His teaching style focuses on critical thinking and intellectual conversation instead of test-taking and by-the-book studying. Concerned by the decline of communication skills and confidence in current-day college students, Jean-Bart encourages thorough class engagement.

He’s inspired many of his male students, even those who’ve long since graduated.

One such former student, Antwon Lindsey, a two-time published author, rising filmmaker and educator at Florida Gulf Coast University, cites Jean-Bart as extremely influential in his life.

“He encouraged me to complete both my undergraduate and master’s degree before the age of 30,” he said. “It is necessary to have great minds such as his integrated within the BC community. He brings a genuine and transcending energy to the purpose-seeking souls that search the world for a unique source of guidance many cannot offer.”

Another former student, Antonio Palmer Jr., a non-profit coordinator, affirmed that Jean-Bart being influential is an understatement.

“It’s important to have an educator who cares for you. I have had many educators on the college and university level and it’s only two who I feel that actually cared about me. By far Rudy is the best.”

In turn, Jean-Bart is fully aware of the importance of his image as a black male professor at BC.

> **SUPPLIED INFORMATION**:

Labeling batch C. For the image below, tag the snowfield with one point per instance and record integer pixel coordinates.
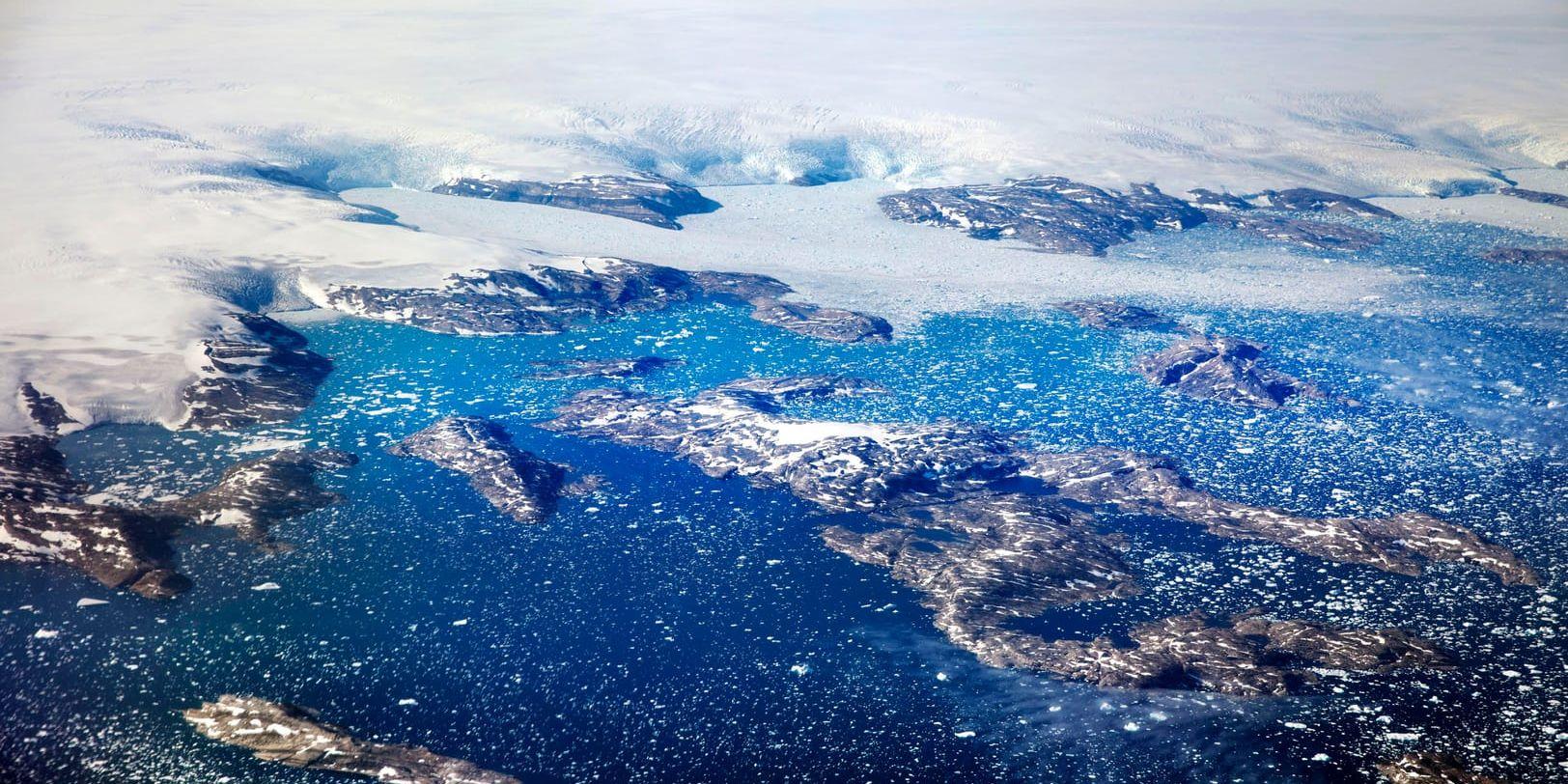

> **SET TASK A**:
In the passage on Jean-Bart, rewrite the paragraph beginning "His teaching style focuses" as one shorter sentence that keeps its main facts.
> **SET TASK B**:
Answer these questions using the passage on Jean-Bart:
(i) At which university is Antwon Lindsey an educator?
(ii) What is Antonio Palmer Jr.'s occupation?
(iii) How many of his college and university educators does Palmer say actually cared about him?
> **SET TASK C**:
Carry the passage on Jean-Bart forward, beginning after its final sentence.
The listing comes from a separate source.

> **EXERCISE ANSWER A**:
Worried that today's college students are losing communication skills and confidence, Jean-Bart teaches through critical thinking and intellectual conversation rather than test-taking, and he pushes for full class engagement.

> **EXERCISE ANSWER B**:
(i) Florida Gulf Coast University
(ii) Non-profit coordinator
(iii) Two

> **EXERCISE ANSWER C**:
“It motivates me so much,” he said. “I love teaching all of my students, regardless of race, regardless of gender. But any time I can impact the growth of a black man, any time former students reach out to me and thank me, that is always the highest compliment to me. I know that education is a tool that can change their lives.”

It’s an important factor considering that in 2019 the American Council on Education reported that black male students pursuing bachelor’s degrees are more likely to drop out after their freshman year than any other demographic.

Therefore, Jean-Bart always makes sure to put his best foot forward.

“Everything I do can make a difference,” he said. “With how I dress, how I speak and how hard I work, I always want to be an example for black men. Representation is everything.”

Institutions have also acknowledged his contributions.

He won BC Professor of the Year for 2015-2016, the 2019 BC Foundation’s Gaddis Corporation Endowed Teaching Chair, the 2019 Soto and 2018 Aspen Institute Innovation grants, BC Adjunct Professor of the Year for 2009-2010 and the Charles Lyle Leadership Award.

Add to that his role as head of BC’s Food for Thought and Black Student Union clubs and it’s clear there is no stone Jean-Bart will leave unturned when it comes to engaging with BC students.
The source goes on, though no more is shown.